■ **HOW TO COMPLETE THIS TASK**: A single number is the expected answer: the count of lines in the records below that contain "door".

◆ ◆ ◆ ◆ ◆

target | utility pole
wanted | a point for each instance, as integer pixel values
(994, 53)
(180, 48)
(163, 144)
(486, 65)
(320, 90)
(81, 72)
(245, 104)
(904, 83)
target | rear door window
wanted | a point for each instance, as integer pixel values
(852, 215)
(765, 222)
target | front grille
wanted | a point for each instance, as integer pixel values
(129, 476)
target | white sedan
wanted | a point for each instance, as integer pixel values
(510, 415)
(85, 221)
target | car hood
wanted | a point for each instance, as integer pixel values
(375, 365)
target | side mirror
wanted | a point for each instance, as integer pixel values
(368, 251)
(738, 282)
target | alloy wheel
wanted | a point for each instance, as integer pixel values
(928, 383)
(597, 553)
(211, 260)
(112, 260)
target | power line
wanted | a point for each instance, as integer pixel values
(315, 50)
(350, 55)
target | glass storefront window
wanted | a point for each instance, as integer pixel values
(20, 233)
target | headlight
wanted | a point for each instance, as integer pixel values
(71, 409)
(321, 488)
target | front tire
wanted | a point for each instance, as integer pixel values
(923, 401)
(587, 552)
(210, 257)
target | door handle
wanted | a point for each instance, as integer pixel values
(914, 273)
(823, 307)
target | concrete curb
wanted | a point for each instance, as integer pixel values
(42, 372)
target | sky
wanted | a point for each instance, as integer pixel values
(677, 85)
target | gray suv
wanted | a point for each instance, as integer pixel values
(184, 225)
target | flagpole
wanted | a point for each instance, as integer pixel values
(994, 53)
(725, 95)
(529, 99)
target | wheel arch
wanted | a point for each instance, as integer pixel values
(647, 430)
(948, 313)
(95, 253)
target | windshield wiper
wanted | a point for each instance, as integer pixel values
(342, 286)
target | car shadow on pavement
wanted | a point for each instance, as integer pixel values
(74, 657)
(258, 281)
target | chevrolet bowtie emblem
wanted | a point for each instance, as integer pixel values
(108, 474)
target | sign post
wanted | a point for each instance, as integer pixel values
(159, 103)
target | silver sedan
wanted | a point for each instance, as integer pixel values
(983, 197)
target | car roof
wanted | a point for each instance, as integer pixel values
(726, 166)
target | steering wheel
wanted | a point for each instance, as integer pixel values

◆ ◆ ◆ ◆ ◆

■ **THE ANSWER**: 2